■ **Short problem**
Set down the data below word for word, from the line with "the sandal, and" up to and including the line with "column 185, row 635", and nothing else.
⟨
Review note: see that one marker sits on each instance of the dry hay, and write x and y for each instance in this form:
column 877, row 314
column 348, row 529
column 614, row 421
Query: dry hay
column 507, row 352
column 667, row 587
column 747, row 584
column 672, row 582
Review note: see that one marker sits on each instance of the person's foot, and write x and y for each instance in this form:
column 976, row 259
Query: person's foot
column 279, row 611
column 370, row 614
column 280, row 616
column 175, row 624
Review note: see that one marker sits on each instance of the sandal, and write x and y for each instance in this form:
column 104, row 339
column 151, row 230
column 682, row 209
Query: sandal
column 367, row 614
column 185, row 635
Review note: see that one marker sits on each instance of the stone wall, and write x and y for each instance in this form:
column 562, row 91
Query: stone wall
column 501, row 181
⟩
■ **Output for this exercise**
Review note: see that one marker sits on each instance of the sandal, and write x and y for each instance in this form:
column 104, row 339
column 151, row 230
column 682, row 209
Query: sandal
column 367, row 614
column 185, row 635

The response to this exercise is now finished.